━━ Testo dell'esercizio ━━
La 33esima giornata della Serie A 2025/26 mette di fronte Juventus e Bologna. Questa gara, non è solo uno degli appuntamenti più attesi della giornata, ma anche una sfida ricca di numeri e curiosità che raccontano una storia molto chiara: negli ultimi anni il confronto ha spesso premiato i bianconeri.
Uno dei dati più significativi riguarda il lungo digiuno di vittorie del Bologna contro la Juventus. I rossoblù non riescono ad avere la meglio sui bianconeri dal lontano 2011, quando una doppietta di Marco Di Vaio decise il match. Da quel momento in poi, il bilancio è diventato estremamente complicato per il Bologna, che ha accumulato una lunga serie di partite senza successi contro questa avversaria.
Questa striscia negativa rappresenta un vero e proprio record sfavorevole nella storia del club emiliano contro una singola squadra in Serie A, sottolineando quanto la Juventus sia stata negli anni un ostacolo difficile da superare.
Giocare a Torino non è mai semplice per il Bologna. La Juventus è infatti imbattuta da molte partite casalinghe contro i rossoblù, confermando la solidità del proprio rendimento interno.
Tuttavia, c’è un dettaglio interessante: negli ultimi incroci all’Allianz Stadium si è visto più equilibrio del previsto. Diversi match recenti si sono chiusi in parità, segnale che il Bologna ha saputo rendere la vita più difficile ai bianconeri, almeno sul piano del risultato.
La squadra allenata da Luciano Spalletti arriva a questa sfida con un rendimento molto positivo nelle ultime giornate. I bianconeri hanno raccolto punti con grande continuità, mostrando solidità difensiva e capacità di gestione delle partite.
Particolarmente rilevante è il numero di gare concluse senza subire gol, un dato che evidenzia l’organizzazione e l’equilibrio della squadra. In questo momento della stagione, la Juventus si sta confermando tra le formazioni più efficaci del campionato.
Da quando Luciano Spalletti è sulla panchina della Juventus, il rendimento della squadra è cresciuto sensibilmente. La media punti è aumentata rispetto alla gestione precedente di Igor Tudor, e i bianconeri hanno trovato maggiore continuità nei risultati.
━━━
• [Compiti richiesti]:
(a) Secondo il testo dell'esercizio, da quale anno il Bologna non riesce a battere la Juventus?
(b) Riproduca fedelmente il passo del testo dell'esercizio che comincia con "Giocare a Torino" e termina con "piano del risultato.".
(c) Traduca in inglese la seguente frase del testo dell'esercizio: "La Juventus è infatti imbattuta da molte partite casalinghe contro i rossoblù, confermando la solidità del proprio rendimento interno."
━━ Informazioni sulla fonte ━━
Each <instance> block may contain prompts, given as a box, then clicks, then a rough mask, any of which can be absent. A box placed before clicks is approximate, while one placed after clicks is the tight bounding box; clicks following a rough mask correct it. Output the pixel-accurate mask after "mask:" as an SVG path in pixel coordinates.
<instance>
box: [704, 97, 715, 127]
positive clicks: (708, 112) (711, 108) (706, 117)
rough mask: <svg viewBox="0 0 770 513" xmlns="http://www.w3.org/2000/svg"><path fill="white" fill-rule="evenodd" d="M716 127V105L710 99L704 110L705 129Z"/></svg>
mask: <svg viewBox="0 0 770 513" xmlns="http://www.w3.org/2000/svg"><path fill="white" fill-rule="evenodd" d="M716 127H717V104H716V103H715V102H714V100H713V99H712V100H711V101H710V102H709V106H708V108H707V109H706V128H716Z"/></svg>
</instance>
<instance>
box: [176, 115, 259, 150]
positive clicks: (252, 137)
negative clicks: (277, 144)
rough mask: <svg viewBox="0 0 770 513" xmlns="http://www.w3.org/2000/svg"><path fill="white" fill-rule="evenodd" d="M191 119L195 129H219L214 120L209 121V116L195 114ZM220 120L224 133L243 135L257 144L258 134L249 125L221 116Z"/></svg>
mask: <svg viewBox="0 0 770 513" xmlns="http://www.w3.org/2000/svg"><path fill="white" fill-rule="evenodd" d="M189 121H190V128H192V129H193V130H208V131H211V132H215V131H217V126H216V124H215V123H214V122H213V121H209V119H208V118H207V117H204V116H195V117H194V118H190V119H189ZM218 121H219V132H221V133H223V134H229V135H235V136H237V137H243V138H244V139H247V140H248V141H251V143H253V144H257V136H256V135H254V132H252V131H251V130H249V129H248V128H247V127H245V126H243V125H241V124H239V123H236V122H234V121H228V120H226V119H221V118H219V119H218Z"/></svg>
━━━
• [Soluzioni degli esercizi]:
(a) Dal 2011.

(b)
Giocare a Torino non è mai semplice per il Bologna. La Juventus è infatti imbattuta da molte partite casalinghe contro i rossoblù, confermando la solidità del proprio rendimento interno.
Tuttavia, c’è un dettaglio interessante: negli ultimi incroci all’Allianz Stadium si è visto più equilibrio del previsto. Diversi match recenti si sono chiusi in parità, segnale che il Bologna ha saputo rendere la vita più difficile ai bianconeri, almeno sul piano del risultato.

(c) Juventus has in fact been unbeaten in many home matches against the Rossoblù, confirming the solidity of its home form.